* Consigna del ejercicio:
Extrae sin cambios, del fragmento sobre el suicidio, la parte que se abre con las palabras que contienen "Ahora bien, resulta" y se cierra con "no un suicidio).".

* Fragmento de página:
Esta carga cada vez mayor sobre nuestras vidas resulta por lo tanto supremamente pesada, porque nuestra posibilidad de morir sigue allí, y tenemos que lidiar con la obligación de alcanzar constantes momentos de placer o “felicidad”, aunque siempre sentiremos que nos falta, y mucho. Es así que ese peso exacerbado y esa frustración constante nos lleva a odiar nuestra vida, es decir, a llevar nuestra vida como un lastre (como la idea del camello en Nietzsche, donde el hombre vive su existencia como una carga) en vez de poder vivir nuestra vida, en el sentido pleno de la palabra, ¿cómo no pensar entonces en el suicidio?
Ahora bien, resulta curioso que esta organización social que año tras año nos ha ido empujando a dicha sobrecarga emocional, naturalizando la idea del suicidio, censure de forma tan tajante al mismo. Buena parte de ello tal vez se explique en nuestra tradición moral cristiana que ve en el suicidio un pecado (a menos que el mismo se explique por la fe o el Estado, ya que entonces sería un sacrificio y no un suicidio).

* Datos proporcionados:

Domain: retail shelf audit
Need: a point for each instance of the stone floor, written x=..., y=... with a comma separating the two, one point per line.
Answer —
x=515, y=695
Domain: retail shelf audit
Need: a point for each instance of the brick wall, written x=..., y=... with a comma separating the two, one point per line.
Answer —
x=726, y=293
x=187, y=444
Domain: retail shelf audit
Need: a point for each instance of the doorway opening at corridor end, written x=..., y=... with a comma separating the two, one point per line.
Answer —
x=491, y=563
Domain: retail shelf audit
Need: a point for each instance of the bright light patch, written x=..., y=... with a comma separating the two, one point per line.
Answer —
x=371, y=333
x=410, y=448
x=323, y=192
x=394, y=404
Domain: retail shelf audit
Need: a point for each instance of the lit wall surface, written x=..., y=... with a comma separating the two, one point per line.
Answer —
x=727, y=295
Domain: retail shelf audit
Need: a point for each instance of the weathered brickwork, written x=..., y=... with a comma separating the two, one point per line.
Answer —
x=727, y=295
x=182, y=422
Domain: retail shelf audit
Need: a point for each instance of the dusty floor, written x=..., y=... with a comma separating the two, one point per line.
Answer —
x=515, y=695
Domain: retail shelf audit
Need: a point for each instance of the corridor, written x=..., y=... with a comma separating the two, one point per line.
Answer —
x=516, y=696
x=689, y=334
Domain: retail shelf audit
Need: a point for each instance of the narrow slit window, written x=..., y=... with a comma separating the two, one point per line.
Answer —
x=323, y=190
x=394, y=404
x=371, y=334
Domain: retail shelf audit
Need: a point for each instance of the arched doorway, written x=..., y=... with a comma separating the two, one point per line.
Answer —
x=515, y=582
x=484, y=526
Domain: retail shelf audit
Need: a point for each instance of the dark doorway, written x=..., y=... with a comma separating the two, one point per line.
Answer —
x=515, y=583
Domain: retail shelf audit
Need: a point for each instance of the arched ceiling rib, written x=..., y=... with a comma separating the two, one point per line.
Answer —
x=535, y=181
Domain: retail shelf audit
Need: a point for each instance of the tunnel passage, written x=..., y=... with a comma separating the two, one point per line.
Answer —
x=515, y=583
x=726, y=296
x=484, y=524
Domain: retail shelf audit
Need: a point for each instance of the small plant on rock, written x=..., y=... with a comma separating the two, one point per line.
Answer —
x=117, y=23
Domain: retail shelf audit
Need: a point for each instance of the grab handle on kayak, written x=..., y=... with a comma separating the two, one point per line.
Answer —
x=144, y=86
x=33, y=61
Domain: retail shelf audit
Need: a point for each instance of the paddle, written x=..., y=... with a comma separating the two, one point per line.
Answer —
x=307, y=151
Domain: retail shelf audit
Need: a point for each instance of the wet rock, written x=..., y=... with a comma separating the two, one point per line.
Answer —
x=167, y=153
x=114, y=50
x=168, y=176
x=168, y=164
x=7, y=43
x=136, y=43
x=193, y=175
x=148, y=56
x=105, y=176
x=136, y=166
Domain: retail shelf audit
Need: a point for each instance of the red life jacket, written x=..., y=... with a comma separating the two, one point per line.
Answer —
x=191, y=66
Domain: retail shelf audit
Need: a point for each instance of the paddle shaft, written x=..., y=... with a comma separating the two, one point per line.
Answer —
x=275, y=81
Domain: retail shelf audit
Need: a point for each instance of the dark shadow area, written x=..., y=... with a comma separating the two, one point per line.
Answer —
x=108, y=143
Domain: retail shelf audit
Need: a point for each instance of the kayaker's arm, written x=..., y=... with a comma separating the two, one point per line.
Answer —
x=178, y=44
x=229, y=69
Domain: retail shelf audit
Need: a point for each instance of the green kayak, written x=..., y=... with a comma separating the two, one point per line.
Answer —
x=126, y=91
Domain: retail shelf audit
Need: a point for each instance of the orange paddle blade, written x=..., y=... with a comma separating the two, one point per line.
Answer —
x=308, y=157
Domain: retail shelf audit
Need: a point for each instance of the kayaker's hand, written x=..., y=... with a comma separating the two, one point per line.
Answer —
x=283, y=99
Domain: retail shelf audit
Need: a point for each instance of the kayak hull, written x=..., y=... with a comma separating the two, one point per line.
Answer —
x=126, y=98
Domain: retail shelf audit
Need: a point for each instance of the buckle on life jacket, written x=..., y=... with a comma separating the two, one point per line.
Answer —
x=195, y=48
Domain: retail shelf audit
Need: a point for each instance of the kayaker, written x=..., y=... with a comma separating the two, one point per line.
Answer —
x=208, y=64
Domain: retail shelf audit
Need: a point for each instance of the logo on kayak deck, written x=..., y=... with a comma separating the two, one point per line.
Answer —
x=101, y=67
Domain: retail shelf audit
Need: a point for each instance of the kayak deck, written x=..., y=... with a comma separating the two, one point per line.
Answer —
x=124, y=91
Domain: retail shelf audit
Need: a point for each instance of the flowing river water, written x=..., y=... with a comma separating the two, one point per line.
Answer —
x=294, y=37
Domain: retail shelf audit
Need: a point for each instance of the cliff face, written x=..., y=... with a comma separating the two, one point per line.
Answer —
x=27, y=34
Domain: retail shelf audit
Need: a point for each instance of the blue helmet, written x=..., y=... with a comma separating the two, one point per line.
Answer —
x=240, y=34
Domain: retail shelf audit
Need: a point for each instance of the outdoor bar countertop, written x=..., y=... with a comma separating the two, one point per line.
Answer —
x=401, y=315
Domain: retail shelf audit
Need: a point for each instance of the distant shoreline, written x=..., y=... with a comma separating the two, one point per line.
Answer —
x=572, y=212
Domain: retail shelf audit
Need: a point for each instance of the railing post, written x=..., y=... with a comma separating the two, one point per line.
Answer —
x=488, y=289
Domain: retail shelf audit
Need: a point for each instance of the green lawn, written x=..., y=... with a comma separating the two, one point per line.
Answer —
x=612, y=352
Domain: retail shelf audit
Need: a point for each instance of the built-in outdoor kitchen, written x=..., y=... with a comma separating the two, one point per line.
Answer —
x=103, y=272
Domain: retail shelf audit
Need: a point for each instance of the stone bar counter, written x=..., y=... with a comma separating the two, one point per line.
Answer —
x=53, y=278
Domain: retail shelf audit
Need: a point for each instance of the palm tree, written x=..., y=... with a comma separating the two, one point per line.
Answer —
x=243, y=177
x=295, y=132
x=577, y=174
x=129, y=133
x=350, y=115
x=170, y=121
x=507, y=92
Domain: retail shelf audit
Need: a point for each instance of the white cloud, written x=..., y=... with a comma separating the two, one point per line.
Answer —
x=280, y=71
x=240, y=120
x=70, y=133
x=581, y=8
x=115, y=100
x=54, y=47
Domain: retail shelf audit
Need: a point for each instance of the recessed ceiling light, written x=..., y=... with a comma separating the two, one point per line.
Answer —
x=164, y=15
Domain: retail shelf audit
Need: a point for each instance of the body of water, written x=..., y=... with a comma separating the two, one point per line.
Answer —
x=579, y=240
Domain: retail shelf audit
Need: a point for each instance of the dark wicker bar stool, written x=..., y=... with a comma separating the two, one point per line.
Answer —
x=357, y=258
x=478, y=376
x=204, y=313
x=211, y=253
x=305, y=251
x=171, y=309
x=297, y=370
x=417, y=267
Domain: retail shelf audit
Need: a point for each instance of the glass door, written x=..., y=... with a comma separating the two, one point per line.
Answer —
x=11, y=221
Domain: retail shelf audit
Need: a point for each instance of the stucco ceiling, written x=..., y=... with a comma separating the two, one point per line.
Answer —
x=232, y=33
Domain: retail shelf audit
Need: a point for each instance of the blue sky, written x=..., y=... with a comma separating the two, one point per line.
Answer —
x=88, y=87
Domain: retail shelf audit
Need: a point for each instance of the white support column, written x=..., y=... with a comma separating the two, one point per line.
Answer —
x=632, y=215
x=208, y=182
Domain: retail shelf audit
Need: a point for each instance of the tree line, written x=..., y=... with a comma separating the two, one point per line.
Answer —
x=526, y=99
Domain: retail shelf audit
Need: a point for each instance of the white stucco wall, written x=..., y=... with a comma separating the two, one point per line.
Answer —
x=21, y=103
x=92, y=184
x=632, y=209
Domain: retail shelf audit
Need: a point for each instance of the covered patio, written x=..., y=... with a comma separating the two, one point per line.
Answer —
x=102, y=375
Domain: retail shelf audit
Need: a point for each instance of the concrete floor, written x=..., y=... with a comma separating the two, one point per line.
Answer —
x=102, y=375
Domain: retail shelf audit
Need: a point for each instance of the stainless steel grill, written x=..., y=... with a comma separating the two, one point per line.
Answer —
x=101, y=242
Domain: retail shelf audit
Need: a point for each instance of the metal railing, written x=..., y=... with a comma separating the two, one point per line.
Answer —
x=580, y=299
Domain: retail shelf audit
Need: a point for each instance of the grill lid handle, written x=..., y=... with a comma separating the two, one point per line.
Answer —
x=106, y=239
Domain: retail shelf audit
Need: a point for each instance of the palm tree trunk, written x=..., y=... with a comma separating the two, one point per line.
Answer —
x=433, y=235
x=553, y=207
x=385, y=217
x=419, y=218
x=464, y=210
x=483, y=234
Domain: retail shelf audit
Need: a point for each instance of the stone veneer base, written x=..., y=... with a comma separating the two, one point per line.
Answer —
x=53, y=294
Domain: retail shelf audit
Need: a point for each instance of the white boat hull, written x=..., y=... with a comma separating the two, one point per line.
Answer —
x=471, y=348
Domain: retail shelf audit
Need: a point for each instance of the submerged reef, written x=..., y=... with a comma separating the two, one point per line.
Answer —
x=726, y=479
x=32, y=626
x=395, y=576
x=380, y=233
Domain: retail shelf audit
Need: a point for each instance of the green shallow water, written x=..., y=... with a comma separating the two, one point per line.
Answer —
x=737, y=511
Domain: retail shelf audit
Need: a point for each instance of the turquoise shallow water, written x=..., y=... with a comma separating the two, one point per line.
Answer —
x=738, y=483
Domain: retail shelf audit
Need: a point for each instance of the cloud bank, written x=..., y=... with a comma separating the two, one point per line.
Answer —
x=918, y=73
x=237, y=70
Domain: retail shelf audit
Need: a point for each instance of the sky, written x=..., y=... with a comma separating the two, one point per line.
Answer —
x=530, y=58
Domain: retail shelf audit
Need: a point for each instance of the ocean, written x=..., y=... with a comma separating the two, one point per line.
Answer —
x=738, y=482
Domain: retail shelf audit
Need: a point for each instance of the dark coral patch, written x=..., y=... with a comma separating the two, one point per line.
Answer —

* Solución:
Ahora bien, resulta curioso que esta organización social que año tras año nos ha ido empujando a dicha sobrecarga emocional, naturalizando la idea del suicidio, censure de forma tan tajante al mismo. Buena parte de ello tal vez se explique en nuestra tradición moral cristiana que ve en el suicidio un pecado (a menos que el mismo se explique por la fe o el Estado, ya que entonces sería un sacrificio y no un suicidio).